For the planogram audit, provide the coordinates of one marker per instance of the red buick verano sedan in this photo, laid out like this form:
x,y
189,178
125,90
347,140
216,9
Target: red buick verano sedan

**PROBLEM DESCRIPTION**
Where a line of the data above includes the string "sedan", pull it out.

**TASK RESPONSE**
For the planogram audit, provide the coordinates of one marker per instance of the red buick verano sedan in this photo, laid out like this form:
Target: red buick verano sedan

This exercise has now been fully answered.